[Task]: Give the lines of the material between the line holding "Make sure each instance of the dark" and the line holding "(1108, 641)", inclusive, as a numbered list, leaving out any blank lines.

-- Start Records shown --

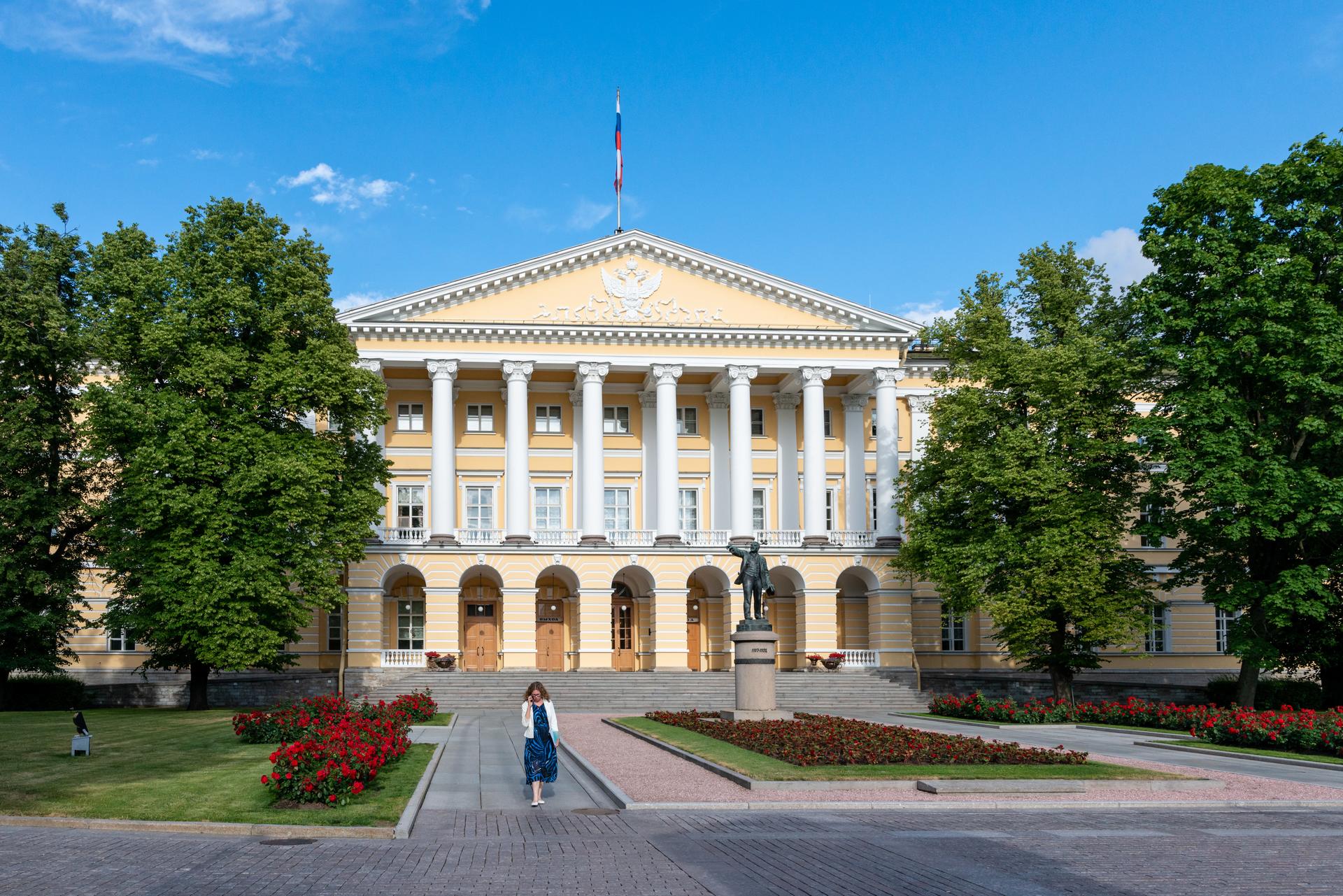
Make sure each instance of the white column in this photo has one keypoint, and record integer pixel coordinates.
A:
(786, 405)
(856, 509)
(743, 476)
(576, 401)
(720, 478)
(888, 455)
(668, 458)
(649, 439)
(518, 480)
(442, 465)
(814, 456)
(594, 469)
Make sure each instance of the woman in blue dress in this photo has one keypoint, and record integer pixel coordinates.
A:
(541, 728)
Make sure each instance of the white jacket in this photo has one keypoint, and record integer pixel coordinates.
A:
(550, 713)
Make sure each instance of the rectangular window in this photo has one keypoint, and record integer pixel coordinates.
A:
(548, 418)
(480, 508)
(617, 509)
(480, 418)
(334, 621)
(687, 421)
(410, 625)
(548, 504)
(689, 509)
(953, 633)
(1150, 515)
(1224, 621)
(1158, 633)
(410, 507)
(616, 420)
(410, 418)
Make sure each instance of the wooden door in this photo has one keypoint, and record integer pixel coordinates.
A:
(622, 636)
(692, 636)
(481, 643)
(550, 639)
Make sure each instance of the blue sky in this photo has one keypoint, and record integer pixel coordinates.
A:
(886, 152)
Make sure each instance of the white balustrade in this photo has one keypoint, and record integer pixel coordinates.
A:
(630, 538)
(480, 536)
(779, 538)
(556, 536)
(705, 538)
(404, 535)
(858, 660)
(853, 538)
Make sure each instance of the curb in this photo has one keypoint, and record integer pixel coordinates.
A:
(407, 821)
(1276, 760)
(610, 788)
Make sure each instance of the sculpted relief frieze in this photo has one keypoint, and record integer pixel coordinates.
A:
(630, 300)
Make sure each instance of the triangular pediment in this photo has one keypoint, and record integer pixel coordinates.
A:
(630, 280)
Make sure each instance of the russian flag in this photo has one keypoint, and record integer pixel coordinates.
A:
(620, 159)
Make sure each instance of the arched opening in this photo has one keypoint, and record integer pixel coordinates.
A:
(706, 589)
(555, 590)
(630, 590)
(480, 616)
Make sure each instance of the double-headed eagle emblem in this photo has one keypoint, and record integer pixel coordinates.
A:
(630, 287)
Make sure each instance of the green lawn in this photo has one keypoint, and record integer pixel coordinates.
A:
(1256, 751)
(169, 765)
(767, 769)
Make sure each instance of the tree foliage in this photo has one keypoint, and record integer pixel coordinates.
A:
(45, 480)
(1242, 325)
(232, 519)
(1026, 487)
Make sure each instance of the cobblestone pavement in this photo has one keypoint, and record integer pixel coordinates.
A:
(1172, 852)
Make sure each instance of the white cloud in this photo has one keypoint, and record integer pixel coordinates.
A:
(332, 188)
(1122, 254)
(355, 300)
(588, 214)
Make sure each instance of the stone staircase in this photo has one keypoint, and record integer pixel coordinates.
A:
(836, 692)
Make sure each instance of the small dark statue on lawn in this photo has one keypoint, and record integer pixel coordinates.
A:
(754, 579)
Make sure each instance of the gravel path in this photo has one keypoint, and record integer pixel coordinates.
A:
(649, 774)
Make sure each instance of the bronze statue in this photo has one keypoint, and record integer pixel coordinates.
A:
(754, 579)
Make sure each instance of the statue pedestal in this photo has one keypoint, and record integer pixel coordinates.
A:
(754, 653)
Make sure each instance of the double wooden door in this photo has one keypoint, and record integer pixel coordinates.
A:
(481, 652)
(622, 636)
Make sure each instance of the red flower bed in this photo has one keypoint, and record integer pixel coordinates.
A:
(1132, 711)
(331, 748)
(830, 741)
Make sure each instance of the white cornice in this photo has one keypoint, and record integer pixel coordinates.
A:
(842, 312)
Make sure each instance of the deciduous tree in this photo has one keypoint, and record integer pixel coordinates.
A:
(1026, 487)
(232, 516)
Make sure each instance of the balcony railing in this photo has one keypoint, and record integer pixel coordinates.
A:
(403, 659)
(855, 538)
(705, 538)
(404, 535)
(779, 538)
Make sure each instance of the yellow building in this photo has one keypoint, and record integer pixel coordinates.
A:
(576, 439)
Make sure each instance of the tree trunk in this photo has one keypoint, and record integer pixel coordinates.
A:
(199, 685)
(1248, 684)
(1063, 678)
(1331, 683)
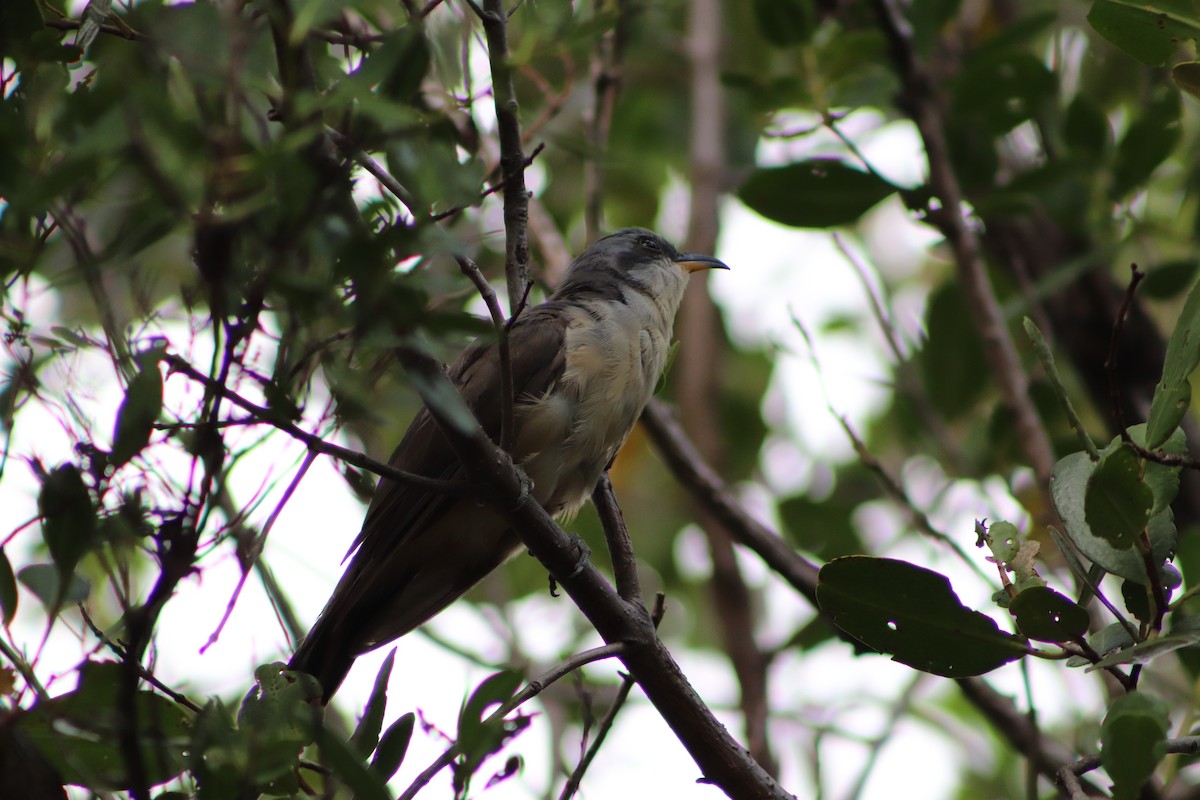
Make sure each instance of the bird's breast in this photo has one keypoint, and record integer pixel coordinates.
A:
(615, 356)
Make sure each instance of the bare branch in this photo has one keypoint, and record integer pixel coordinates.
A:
(513, 161)
(951, 218)
(621, 548)
(721, 759)
(456, 488)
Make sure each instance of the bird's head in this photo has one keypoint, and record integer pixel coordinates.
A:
(633, 256)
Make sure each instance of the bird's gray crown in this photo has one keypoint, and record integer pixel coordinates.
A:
(612, 258)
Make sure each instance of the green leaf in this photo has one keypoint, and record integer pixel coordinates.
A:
(1187, 77)
(952, 360)
(913, 614)
(1086, 128)
(478, 737)
(1147, 143)
(1169, 280)
(1045, 615)
(815, 193)
(69, 517)
(79, 732)
(1117, 503)
(46, 582)
(1149, 31)
(349, 768)
(393, 746)
(366, 735)
(785, 22)
(1173, 395)
(1109, 639)
(7, 590)
(1068, 489)
(1132, 741)
(276, 721)
(1001, 89)
(138, 413)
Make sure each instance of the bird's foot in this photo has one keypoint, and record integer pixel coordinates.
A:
(585, 554)
(585, 557)
(526, 487)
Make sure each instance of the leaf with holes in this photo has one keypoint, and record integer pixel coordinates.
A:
(815, 193)
(913, 614)
(1047, 615)
(1068, 489)
(1117, 501)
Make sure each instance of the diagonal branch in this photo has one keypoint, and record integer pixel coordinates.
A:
(721, 759)
(951, 218)
(711, 493)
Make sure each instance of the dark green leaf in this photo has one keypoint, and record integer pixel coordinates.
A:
(785, 22)
(1173, 395)
(349, 768)
(7, 590)
(1147, 143)
(1045, 615)
(366, 735)
(1119, 501)
(1169, 280)
(45, 581)
(69, 518)
(138, 413)
(1150, 31)
(815, 193)
(397, 66)
(394, 746)
(1132, 741)
(1108, 641)
(912, 613)
(496, 690)
(929, 20)
(78, 732)
(1000, 90)
(952, 360)
(1068, 488)
(276, 720)
(1187, 77)
(1086, 128)
(478, 737)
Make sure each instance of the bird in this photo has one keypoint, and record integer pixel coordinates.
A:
(583, 364)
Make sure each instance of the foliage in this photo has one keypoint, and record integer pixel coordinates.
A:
(223, 226)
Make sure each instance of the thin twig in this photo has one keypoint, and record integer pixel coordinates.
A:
(472, 271)
(147, 675)
(576, 777)
(621, 548)
(513, 161)
(373, 168)
(951, 218)
(454, 488)
(1110, 362)
(720, 758)
(531, 690)
(257, 547)
(121, 31)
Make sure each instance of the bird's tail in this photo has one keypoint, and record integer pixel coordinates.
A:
(324, 655)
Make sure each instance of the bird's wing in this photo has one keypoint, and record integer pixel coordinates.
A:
(535, 343)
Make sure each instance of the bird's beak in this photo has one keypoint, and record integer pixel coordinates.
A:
(696, 262)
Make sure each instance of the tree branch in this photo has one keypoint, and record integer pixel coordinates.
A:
(721, 759)
(951, 218)
(513, 161)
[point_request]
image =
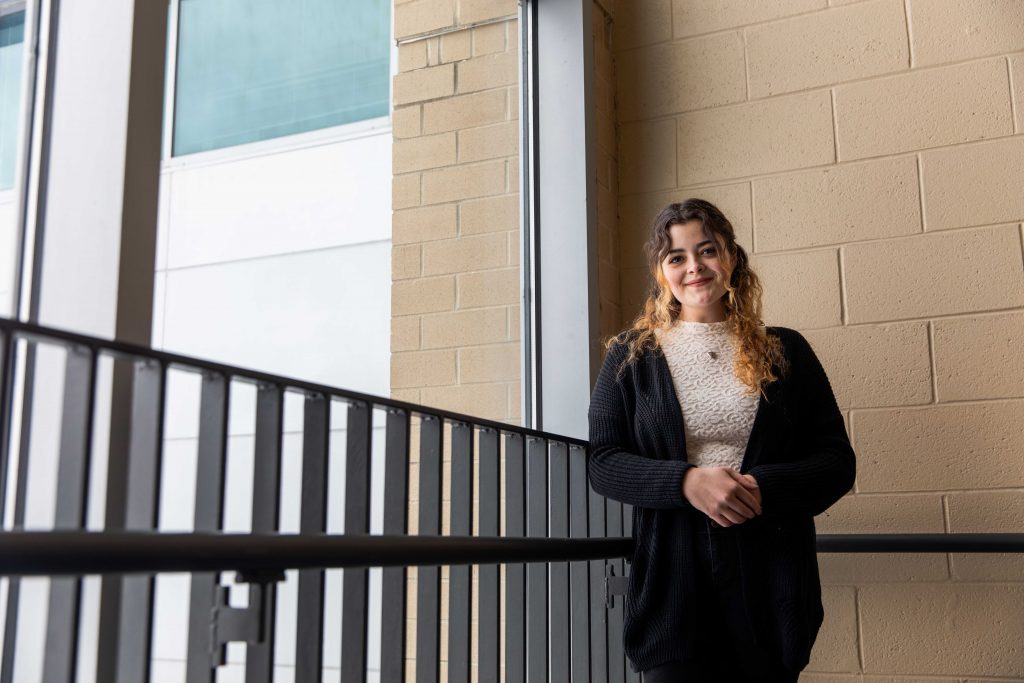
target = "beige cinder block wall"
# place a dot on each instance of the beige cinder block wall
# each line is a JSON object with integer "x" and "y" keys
{"x": 871, "y": 157}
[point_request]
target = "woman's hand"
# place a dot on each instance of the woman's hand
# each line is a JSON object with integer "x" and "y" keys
{"x": 722, "y": 494}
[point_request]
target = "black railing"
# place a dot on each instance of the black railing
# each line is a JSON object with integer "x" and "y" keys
{"x": 109, "y": 403}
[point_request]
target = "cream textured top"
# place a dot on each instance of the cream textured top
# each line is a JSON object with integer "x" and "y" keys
{"x": 718, "y": 410}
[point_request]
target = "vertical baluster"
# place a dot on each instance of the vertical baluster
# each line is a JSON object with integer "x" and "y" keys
{"x": 579, "y": 582}
{"x": 558, "y": 600}
{"x": 141, "y": 506}
{"x": 266, "y": 507}
{"x": 537, "y": 573}
{"x": 616, "y": 660}
{"x": 428, "y": 604}
{"x": 598, "y": 610}
{"x": 312, "y": 519}
{"x": 73, "y": 475}
{"x": 354, "y": 582}
{"x": 515, "y": 574}
{"x": 210, "y": 464}
{"x": 393, "y": 579}
{"x": 460, "y": 593}
{"x": 487, "y": 597}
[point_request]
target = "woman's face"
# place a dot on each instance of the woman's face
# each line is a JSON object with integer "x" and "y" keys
{"x": 694, "y": 273}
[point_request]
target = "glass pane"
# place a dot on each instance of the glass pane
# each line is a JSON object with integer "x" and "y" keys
{"x": 254, "y": 70}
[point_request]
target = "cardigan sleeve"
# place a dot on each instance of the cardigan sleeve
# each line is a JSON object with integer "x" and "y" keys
{"x": 825, "y": 471}
{"x": 615, "y": 468}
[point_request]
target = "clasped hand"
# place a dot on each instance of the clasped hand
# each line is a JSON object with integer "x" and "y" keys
{"x": 724, "y": 495}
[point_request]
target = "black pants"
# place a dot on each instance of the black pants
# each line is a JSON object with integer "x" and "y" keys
{"x": 724, "y": 637}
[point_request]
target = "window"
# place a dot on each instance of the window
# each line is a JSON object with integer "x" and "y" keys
{"x": 254, "y": 70}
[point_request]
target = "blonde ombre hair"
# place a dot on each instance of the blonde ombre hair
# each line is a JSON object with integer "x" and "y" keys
{"x": 758, "y": 353}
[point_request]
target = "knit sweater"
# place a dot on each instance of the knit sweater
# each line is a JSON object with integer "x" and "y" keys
{"x": 719, "y": 408}
{"x": 798, "y": 452}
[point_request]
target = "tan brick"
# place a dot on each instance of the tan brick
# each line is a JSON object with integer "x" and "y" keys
{"x": 491, "y": 71}
{"x": 488, "y": 288}
{"x": 404, "y": 333}
{"x": 461, "y": 112}
{"x": 801, "y": 289}
{"x": 423, "y": 295}
{"x": 406, "y": 261}
{"x": 404, "y": 190}
{"x": 406, "y": 121}
{"x": 942, "y": 629}
{"x": 414, "y": 18}
{"x": 957, "y": 30}
{"x": 683, "y": 76}
{"x": 488, "y": 364}
{"x": 876, "y": 366}
{"x": 418, "y": 154}
{"x": 642, "y": 24}
{"x": 842, "y": 44}
{"x": 423, "y": 224}
{"x": 696, "y": 16}
{"x": 884, "y": 514}
{"x": 456, "y": 46}
{"x": 479, "y": 252}
{"x": 846, "y": 568}
{"x": 974, "y": 184}
{"x": 494, "y": 214}
{"x": 485, "y": 400}
{"x": 939, "y": 447}
{"x": 471, "y": 11}
{"x": 915, "y": 112}
{"x": 934, "y": 274}
{"x": 460, "y": 182}
{"x": 979, "y": 357}
{"x": 413, "y": 55}
{"x": 647, "y": 156}
{"x": 845, "y": 203}
{"x": 423, "y": 369}
{"x": 430, "y": 83}
{"x": 488, "y": 141}
{"x": 488, "y": 39}
{"x": 777, "y": 134}
{"x": 836, "y": 647}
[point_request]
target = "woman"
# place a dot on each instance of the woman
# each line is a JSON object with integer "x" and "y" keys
{"x": 726, "y": 438}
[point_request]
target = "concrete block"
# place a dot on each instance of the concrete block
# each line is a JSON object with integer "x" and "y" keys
{"x": 979, "y": 357}
{"x": 934, "y": 274}
{"x": 958, "y": 30}
{"x": 417, "y": 154}
{"x": 488, "y": 288}
{"x": 488, "y": 364}
{"x": 465, "y": 328}
{"x": 493, "y": 214}
{"x": 697, "y": 16}
{"x": 974, "y": 184}
{"x": 478, "y": 109}
{"x": 778, "y": 134}
{"x": 940, "y": 447}
{"x": 915, "y": 112}
{"x": 801, "y": 290}
{"x": 423, "y": 224}
{"x": 647, "y": 156}
{"x": 836, "y": 205}
{"x": 876, "y": 366}
{"x": 823, "y": 48}
{"x": 460, "y": 182}
{"x": 942, "y": 629}
{"x": 683, "y": 76}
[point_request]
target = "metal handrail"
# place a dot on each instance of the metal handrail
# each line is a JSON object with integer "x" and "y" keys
{"x": 64, "y": 553}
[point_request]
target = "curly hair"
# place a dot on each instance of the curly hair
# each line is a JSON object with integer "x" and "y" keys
{"x": 758, "y": 353}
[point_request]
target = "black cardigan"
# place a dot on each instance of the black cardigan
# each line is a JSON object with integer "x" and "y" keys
{"x": 801, "y": 457}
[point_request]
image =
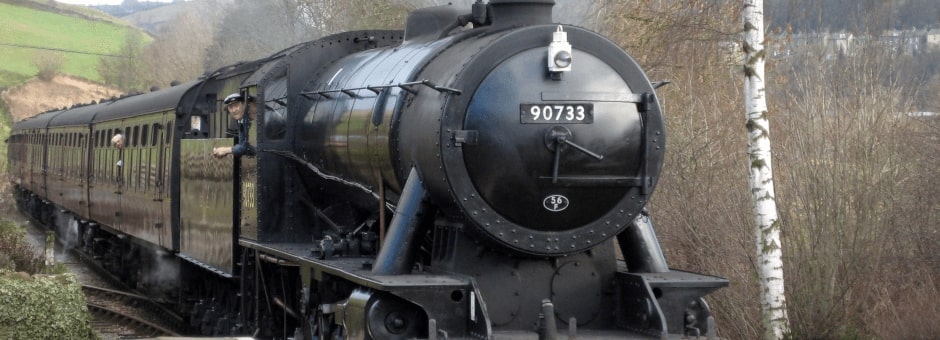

-- End Records shown --

[Full solution]:
1. Make sure each instance of the dark green leaf in this photo has one keypoint, and record integer pixel coordinates.
2. A:
3. (785, 22)
4. (1173, 395)
5. (349, 768)
6. (7, 590)
7. (1147, 143)
8. (1045, 615)
9. (366, 735)
10. (1119, 501)
11. (1169, 280)
12. (45, 581)
13. (69, 518)
14. (138, 413)
15. (1150, 31)
16. (815, 193)
17. (397, 66)
18. (394, 746)
19. (1132, 741)
20. (1108, 641)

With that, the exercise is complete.